# Arbeitsauftrag 1
Zähle, wie viele Zeilen der Datensätze das Wort „brown“ enthalten, und gib nur diese Zahl an.

======== Dokumenttext ========

Na dir macht da keiner was vor, unlustig und beleidigend kenn ich ja sonst nur aus der Bild.


----------



## Rage1988 (27. August 2019)

-Shorty- schrieb:


> Na dir macht da keiner was vor, unlustig und beleidigend kenn ich ja sonst nur aus der Bild.



Ich beschwere mich aber nicht und gebe überall meinen Senf dazu. Wenn mich ein Thread nicht interessiert, dann meide ich ihn und schreibe aber nich ständig sinnlose Kommentare. Sein Kommentar im Thread "Bartcreme" hat mir gereicht. Warum du dich da einmischst weiß ich nicht. Aber wenn man so deine Kommentare kennt, mischt du dich öfters gerne ein.

Aber wenn du Bild Leser bist, wird mir einiges klar.


----------



## -Shorty- (27. August 2019)

Mimimi, jemand in nem Forum hat ne andere Meinung, mimimi.

Witzig.


----------



## Rage1988 (27. August 2019)

-Shorty- schrieb:


> Mimimi, jemand in nem Forum hat ne andere Meinung, mimimi.
> 
> Witzig.



Genau das ist das Niveau, das ich von deinen Kommentaren gewohnt bin. Immerhin bleibst du deiner Linie treu.


----------



## -Shorty- (27. August 2019)

Was du so gewohnt bist will hier keiner wissen.

Dass ich meiner Linie treu bleib sagt genau gar nix aus. Aber ich nehme Komplimente gern an, wem soll ich auch sonst treu bleiben, wenn nicht mir selbst. Kommt da etwa Neid auf?


----------



## Bauschaum7 (30. August 2019)

ich schon  ,  bin ja auch ein Schoschone ^^

bleibt mal auf dem tppech .....

Habe Mokkajeans und schone den Teppich


----------



## INU.ID (30. August 2019)

Ich denke alle wichtigen Fragen wurden beantwortet, und der Thread kann hier geschlossen werden.


----------

======== Datensätze ========

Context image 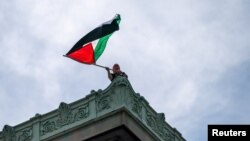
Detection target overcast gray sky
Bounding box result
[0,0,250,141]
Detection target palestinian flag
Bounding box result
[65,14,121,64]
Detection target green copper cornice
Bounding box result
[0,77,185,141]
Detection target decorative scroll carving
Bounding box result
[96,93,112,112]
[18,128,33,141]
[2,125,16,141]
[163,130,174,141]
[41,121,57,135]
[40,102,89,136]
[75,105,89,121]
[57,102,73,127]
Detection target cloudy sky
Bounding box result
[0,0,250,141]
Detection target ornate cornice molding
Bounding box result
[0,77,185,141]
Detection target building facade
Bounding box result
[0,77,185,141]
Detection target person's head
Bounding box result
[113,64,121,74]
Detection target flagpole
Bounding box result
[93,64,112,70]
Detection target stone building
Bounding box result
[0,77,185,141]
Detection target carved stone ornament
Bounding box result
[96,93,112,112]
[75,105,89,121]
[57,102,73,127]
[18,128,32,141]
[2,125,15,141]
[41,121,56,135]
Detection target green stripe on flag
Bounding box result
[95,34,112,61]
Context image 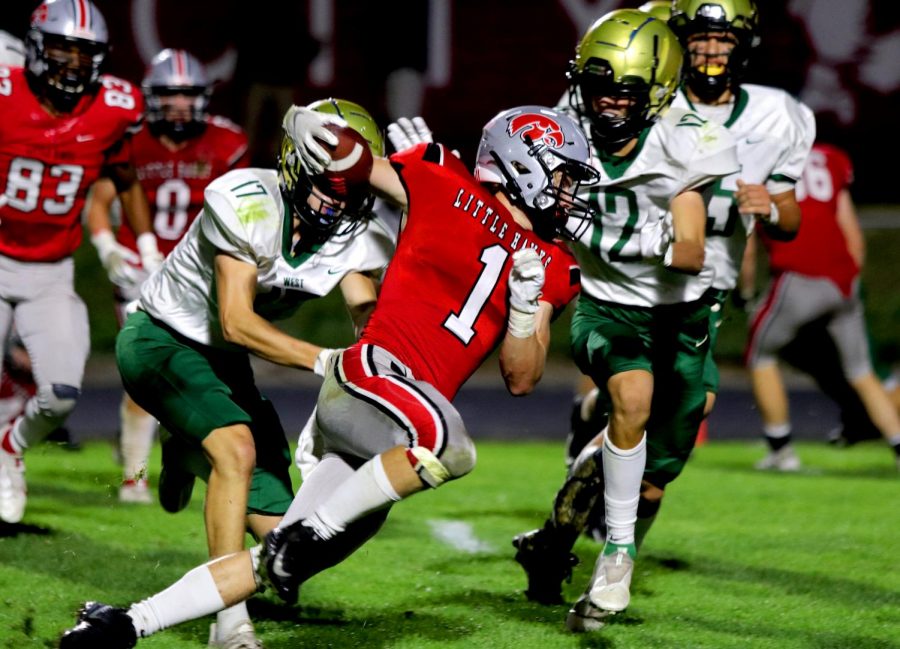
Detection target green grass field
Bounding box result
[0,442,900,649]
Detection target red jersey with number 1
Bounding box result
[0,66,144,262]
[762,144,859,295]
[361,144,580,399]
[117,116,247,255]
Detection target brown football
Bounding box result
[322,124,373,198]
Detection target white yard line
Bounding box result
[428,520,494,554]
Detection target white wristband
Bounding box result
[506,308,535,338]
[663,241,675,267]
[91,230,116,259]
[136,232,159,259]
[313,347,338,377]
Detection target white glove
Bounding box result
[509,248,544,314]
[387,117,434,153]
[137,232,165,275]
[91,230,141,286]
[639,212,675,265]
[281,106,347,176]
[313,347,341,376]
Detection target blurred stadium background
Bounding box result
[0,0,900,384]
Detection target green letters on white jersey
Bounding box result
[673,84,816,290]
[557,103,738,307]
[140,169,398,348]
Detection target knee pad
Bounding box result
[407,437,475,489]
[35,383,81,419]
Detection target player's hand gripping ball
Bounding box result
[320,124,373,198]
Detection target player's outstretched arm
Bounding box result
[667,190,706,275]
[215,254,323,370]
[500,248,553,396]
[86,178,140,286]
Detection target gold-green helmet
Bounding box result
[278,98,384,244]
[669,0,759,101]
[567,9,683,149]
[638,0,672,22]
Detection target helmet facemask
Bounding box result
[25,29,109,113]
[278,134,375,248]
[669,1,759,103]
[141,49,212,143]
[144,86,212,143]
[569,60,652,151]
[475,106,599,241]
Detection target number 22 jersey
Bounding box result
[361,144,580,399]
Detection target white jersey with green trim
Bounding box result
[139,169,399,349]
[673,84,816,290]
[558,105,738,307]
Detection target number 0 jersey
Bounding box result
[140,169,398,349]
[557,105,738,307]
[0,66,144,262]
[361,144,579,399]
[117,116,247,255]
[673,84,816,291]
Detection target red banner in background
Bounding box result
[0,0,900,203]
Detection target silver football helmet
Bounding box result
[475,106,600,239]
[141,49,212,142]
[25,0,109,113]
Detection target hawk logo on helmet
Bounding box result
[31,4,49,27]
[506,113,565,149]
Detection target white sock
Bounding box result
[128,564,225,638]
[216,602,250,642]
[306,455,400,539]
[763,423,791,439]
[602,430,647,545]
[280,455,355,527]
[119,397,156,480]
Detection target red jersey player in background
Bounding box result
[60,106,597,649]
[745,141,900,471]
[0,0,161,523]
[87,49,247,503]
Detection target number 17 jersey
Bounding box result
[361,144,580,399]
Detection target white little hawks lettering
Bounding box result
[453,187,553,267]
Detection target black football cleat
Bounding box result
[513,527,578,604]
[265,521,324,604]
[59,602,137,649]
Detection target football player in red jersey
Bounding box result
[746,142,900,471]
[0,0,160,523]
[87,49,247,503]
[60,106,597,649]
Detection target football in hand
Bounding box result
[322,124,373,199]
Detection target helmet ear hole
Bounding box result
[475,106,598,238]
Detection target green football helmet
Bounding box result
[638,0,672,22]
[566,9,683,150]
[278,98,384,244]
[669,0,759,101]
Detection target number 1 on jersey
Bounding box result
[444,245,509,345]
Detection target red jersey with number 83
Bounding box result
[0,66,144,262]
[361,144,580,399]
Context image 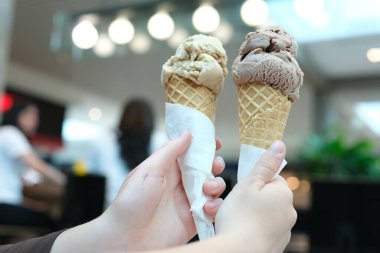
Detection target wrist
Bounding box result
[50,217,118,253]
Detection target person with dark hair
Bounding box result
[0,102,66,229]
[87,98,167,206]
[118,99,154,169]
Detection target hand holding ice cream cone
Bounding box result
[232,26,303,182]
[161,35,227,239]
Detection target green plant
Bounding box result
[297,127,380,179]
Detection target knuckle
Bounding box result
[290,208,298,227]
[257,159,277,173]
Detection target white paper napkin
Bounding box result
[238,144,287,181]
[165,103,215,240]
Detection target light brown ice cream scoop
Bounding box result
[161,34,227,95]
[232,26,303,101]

========
======== Datensätze ========

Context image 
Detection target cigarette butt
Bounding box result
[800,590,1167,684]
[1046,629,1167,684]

========
======== Datensätze ========

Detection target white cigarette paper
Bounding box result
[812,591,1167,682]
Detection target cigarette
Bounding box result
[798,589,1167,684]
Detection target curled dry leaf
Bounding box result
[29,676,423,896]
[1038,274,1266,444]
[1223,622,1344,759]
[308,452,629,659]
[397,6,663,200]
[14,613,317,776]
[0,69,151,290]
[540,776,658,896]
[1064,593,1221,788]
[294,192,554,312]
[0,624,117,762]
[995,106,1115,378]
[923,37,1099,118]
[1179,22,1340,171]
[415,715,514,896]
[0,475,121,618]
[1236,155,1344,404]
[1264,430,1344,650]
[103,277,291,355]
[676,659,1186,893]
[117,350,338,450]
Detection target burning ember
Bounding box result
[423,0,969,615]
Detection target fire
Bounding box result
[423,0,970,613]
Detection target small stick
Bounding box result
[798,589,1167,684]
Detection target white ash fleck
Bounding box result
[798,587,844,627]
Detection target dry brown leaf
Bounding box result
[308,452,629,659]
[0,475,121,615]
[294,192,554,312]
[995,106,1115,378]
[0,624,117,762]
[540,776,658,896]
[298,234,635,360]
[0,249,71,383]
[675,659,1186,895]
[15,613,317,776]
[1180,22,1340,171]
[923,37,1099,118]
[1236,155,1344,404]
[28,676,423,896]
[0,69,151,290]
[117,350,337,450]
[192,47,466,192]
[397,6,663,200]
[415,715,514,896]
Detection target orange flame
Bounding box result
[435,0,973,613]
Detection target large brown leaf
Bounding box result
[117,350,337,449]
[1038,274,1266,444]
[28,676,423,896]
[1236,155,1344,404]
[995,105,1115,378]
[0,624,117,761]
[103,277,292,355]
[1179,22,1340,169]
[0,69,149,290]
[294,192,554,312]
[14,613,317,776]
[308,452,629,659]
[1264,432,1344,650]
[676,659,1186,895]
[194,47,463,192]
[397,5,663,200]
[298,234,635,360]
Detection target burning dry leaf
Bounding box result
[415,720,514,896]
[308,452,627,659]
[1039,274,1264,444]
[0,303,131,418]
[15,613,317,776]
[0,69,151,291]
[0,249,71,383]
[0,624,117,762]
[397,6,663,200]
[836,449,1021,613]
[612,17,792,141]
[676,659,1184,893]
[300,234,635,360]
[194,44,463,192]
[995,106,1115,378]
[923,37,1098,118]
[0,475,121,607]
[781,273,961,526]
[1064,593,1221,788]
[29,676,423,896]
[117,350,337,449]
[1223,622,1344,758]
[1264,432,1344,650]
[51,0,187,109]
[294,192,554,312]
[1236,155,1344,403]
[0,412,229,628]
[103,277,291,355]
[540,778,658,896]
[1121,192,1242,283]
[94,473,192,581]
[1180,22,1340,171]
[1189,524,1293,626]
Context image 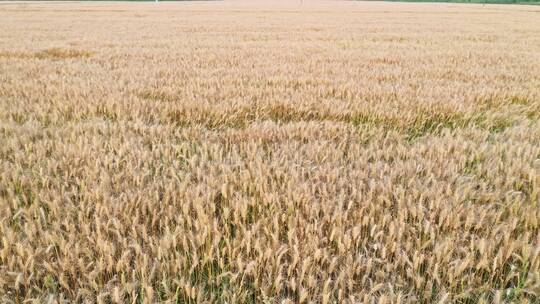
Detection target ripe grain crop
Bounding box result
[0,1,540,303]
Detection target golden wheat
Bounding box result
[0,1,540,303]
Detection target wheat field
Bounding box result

========

# Arbeitsauftrag 2
Was schreibt INU.ID im Forenthread über den Stand der Diskussion?

# Richtige Lösung 1
4

# Richtige Lösung 2
Alle wichtigen Fragen seien beantwortet, und der Thread könne geschlossen werden.